» WHAT TO DO:
Extract every line of the items below and reproduce each one verbatim.

» SOURCE MATERIAL:
****************************************
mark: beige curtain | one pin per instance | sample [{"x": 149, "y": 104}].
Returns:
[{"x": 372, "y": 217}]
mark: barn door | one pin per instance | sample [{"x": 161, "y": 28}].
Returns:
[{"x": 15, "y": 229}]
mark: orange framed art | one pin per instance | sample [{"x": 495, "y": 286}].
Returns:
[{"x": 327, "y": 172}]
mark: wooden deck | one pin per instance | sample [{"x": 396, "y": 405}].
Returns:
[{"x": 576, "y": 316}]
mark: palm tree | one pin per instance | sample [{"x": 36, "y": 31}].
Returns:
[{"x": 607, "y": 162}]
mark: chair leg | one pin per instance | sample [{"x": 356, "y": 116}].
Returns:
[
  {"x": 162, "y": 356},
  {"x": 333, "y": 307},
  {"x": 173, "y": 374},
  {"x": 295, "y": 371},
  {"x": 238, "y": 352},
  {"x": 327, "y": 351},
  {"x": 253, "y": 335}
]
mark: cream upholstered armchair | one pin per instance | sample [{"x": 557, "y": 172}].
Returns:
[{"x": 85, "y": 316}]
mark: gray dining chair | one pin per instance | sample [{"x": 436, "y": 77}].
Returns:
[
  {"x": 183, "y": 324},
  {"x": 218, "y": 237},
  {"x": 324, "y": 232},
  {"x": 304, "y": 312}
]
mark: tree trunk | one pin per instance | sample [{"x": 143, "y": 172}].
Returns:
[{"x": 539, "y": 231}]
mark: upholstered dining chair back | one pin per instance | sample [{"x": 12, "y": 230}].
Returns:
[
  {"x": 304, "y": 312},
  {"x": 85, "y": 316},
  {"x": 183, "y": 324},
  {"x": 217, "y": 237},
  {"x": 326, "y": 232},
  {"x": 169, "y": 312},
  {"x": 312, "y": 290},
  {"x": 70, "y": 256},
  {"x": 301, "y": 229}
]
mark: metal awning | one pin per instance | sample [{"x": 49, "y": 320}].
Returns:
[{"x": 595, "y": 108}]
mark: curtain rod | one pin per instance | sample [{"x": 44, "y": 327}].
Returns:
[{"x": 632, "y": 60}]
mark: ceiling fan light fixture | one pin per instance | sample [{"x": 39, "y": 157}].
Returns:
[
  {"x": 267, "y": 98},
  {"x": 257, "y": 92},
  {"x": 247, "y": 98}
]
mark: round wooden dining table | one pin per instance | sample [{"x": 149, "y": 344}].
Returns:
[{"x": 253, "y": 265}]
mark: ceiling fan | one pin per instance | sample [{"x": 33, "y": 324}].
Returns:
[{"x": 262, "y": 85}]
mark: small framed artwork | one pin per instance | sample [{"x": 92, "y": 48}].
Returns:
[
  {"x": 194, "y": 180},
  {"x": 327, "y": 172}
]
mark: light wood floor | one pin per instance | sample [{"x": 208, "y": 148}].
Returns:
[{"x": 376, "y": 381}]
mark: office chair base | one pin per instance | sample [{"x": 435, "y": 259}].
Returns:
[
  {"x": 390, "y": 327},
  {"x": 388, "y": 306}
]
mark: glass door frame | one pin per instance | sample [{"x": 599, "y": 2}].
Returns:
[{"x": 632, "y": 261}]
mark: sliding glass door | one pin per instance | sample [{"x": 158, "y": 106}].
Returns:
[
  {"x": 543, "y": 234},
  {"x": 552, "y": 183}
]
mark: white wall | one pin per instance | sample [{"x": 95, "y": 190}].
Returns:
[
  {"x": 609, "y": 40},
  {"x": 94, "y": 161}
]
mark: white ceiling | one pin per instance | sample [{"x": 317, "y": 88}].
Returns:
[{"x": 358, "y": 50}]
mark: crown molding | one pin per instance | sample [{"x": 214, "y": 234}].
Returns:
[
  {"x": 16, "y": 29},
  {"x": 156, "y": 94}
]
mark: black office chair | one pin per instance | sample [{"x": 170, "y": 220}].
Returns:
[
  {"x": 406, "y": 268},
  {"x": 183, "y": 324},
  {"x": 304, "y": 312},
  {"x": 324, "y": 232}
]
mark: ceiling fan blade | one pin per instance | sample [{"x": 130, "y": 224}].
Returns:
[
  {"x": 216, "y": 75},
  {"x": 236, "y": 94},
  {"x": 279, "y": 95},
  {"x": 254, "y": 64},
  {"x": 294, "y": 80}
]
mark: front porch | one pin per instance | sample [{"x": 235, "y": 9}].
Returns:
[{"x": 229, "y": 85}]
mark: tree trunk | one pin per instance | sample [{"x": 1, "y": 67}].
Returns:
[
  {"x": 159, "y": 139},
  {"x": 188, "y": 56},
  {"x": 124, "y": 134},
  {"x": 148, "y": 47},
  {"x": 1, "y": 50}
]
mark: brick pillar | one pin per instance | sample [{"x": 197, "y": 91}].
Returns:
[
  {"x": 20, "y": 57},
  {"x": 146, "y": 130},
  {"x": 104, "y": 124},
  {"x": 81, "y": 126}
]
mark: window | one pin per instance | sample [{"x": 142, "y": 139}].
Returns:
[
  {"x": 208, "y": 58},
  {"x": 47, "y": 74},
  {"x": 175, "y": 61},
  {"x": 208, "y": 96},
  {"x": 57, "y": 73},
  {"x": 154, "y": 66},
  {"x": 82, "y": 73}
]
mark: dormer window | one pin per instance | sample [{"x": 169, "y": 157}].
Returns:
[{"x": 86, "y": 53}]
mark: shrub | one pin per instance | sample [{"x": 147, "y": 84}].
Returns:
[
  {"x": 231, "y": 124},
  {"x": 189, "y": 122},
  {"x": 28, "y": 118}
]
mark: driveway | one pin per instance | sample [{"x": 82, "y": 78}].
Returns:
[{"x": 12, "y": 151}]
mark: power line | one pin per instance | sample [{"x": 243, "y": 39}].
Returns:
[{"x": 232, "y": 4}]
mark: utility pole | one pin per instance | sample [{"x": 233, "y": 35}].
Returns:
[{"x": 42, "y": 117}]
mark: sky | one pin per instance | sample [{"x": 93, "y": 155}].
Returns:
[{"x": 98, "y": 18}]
****************************************
» IN RESPONSE:
mark: beige curtain | one pin per instance | sample [{"x": 149, "y": 104}].
Returns:
[{"x": 372, "y": 217}]
mark: barn door | one pin per instance | sample [{"x": 161, "y": 28}].
Returns:
[{"x": 15, "y": 229}]
mark: orange framed art | one pin per instance | sample [{"x": 495, "y": 286}].
Returns:
[{"x": 327, "y": 172}]
mark: wooden deck | one pin per instance | sample [{"x": 396, "y": 405}].
Returns:
[{"x": 576, "y": 316}]
mark: palm tree | one pin per instance | sample [{"x": 36, "y": 31}].
Returns:
[{"x": 607, "y": 162}]
mark: chair leg | one pin per instance | sample [{"x": 356, "y": 116}].
Returns:
[
  {"x": 162, "y": 356},
  {"x": 333, "y": 307},
  {"x": 173, "y": 374},
  {"x": 295, "y": 371},
  {"x": 238, "y": 352},
  {"x": 327, "y": 351},
  {"x": 253, "y": 335}
]
mark: cream upholstered armchair | one pin per instance | sample [{"x": 557, "y": 172}].
Returns:
[{"x": 85, "y": 316}]
mark: gray dining chair | one pin per instance | sample [{"x": 436, "y": 77}].
Returns:
[
  {"x": 183, "y": 324},
  {"x": 218, "y": 237},
  {"x": 324, "y": 232},
  {"x": 304, "y": 312}
]
mark: tree trunk | one pin per instance | sample [{"x": 143, "y": 172}].
Returns:
[{"x": 539, "y": 231}]
mark: upholstered dining chair back | one pin per instance | sample [{"x": 12, "y": 230}].
Returns:
[
  {"x": 304, "y": 312},
  {"x": 85, "y": 316},
  {"x": 183, "y": 324},
  {"x": 217, "y": 237},
  {"x": 326, "y": 232},
  {"x": 169, "y": 312},
  {"x": 312, "y": 290},
  {"x": 70, "y": 256},
  {"x": 301, "y": 229}
]
mark: metal awning | one pin per instance | sample [{"x": 49, "y": 320}].
Returns:
[{"x": 595, "y": 108}]
mark: curtain rod | one pin per instance | sample [{"x": 44, "y": 327}].
Returns:
[{"x": 632, "y": 60}]
mark: ceiling fan light fixture | one pin per instance | sample [{"x": 39, "y": 157}].
Returns:
[
  {"x": 267, "y": 98},
  {"x": 257, "y": 92},
  {"x": 247, "y": 98}
]
mark: round wooden dining table | one pin per instance | sample [{"x": 149, "y": 344}].
Returns:
[{"x": 253, "y": 265}]
mark: ceiling fan | one pin per instance | sample [{"x": 33, "y": 324}].
Returns:
[{"x": 262, "y": 85}]
mark: small framed artwork | one pin per instance | sample [{"x": 92, "y": 48}].
Returns:
[
  {"x": 194, "y": 180},
  {"x": 327, "y": 172}
]
mark: light wood floor | one pin per instance | sample [{"x": 208, "y": 148}].
Returns:
[{"x": 376, "y": 381}]
mark: office chair base | one pin per instance | sample [{"x": 435, "y": 259}].
Returns:
[
  {"x": 390, "y": 327},
  {"x": 388, "y": 306}
]
mark: glass door frame | one pin per instance | sample [{"x": 599, "y": 2}].
Returns:
[{"x": 632, "y": 261}]
mark: sliding glass door | one pin per instance | sample [{"x": 158, "y": 106}].
Returns:
[
  {"x": 543, "y": 234},
  {"x": 552, "y": 183}
]
mark: white wall | one pin per instance | sample [{"x": 95, "y": 190}].
Returns:
[
  {"x": 609, "y": 40},
  {"x": 94, "y": 161}
]
mark: white ceiling | one pin per instance | sample [{"x": 317, "y": 88}].
Returns:
[{"x": 358, "y": 50}]
mark: crown molding | one pin per instance | sample [{"x": 214, "y": 234}].
Returns:
[
  {"x": 16, "y": 29},
  {"x": 156, "y": 94}
]
mark: black office chair | one pin per instance | sample [{"x": 170, "y": 220}].
Returns:
[
  {"x": 406, "y": 268},
  {"x": 183, "y": 324},
  {"x": 304, "y": 312},
  {"x": 324, "y": 232}
]
mark: ceiling fan blade | one pin per instance | sample [{"x": 130, "y": 224}].
Returns:
[
  {"x": 216, "y": 75},
  {"x": 236, "y": 94},
  {"x": 279, "y": 95},
  {"x": 254, "y": 64},
  {"x": 294, "y": 80}
]
mark: front porch | one pin per instance | sample [{"x": 235, "y": 9}].
Returns:
[{"x": 229, "y": 85}]
mark: tree trunk | one pin per instance | sample [{"x": 1, "y": 67}].
Returns:
[
  {"x": 159, "y": 139},
  {"x": 188, "y": 56},
  {"x": 124, "y": 134},
  {"x": 148, "y": 47},
  {"x": 1, "y": 50}
]
mark: brick pillar | one pin per instance | sample [{"x": 197, "y": 91}].
Returns:
[
  {"x": 20, "y": 57},
  {"x": 146, "y": 130},
  {"x": 104, "y": 124},
  {"x": 81, "y": 126}
]
mark: window | one pin per instance | sample [{"x": 142, "y": 139}].
Returns:
[
  {"x": 208, "y": 58},
  {"x": 47, "y": 74},
  {"x": 175, "y": 61},
  {"x": 208, "y": 96},
  {"x": 57, "y": 73},
  {"x": 154, "y": 66},
  {"x": 82, "y": 73}
]
mark: dormer window | one pin per instance | sample [{"x": 169, "y": 157}].
Returns:
[{"x": 86, "y": 53}]
mark: shrub | one pin per instance | sample [{"x": 147, "y": 84}].
Returns:
[
  {"x": 231, "y": 124},
  {"x": 189, "y": 122},
  {"x": 28, "y": 118}
]
mark: driveway | one pin per instance | sample [{"x": 82, "y": 78}].
Returns:
[{"x": 12, "y": 151}]
mark: power line | one pin per instance | sample [{"x": 243, "y": 39}].
Returns:
[{"x": 232, "y": 4}]
mark: utility pole | one pin per instance | sample [{"x": 233, "y": 35}].
Returns:
[{"x": 42, "y": 117}]
mark: sky | one pin per instance | sample [{"x": 93, "y": 155}].
Returns:
[{"x": 98, "y": 18}]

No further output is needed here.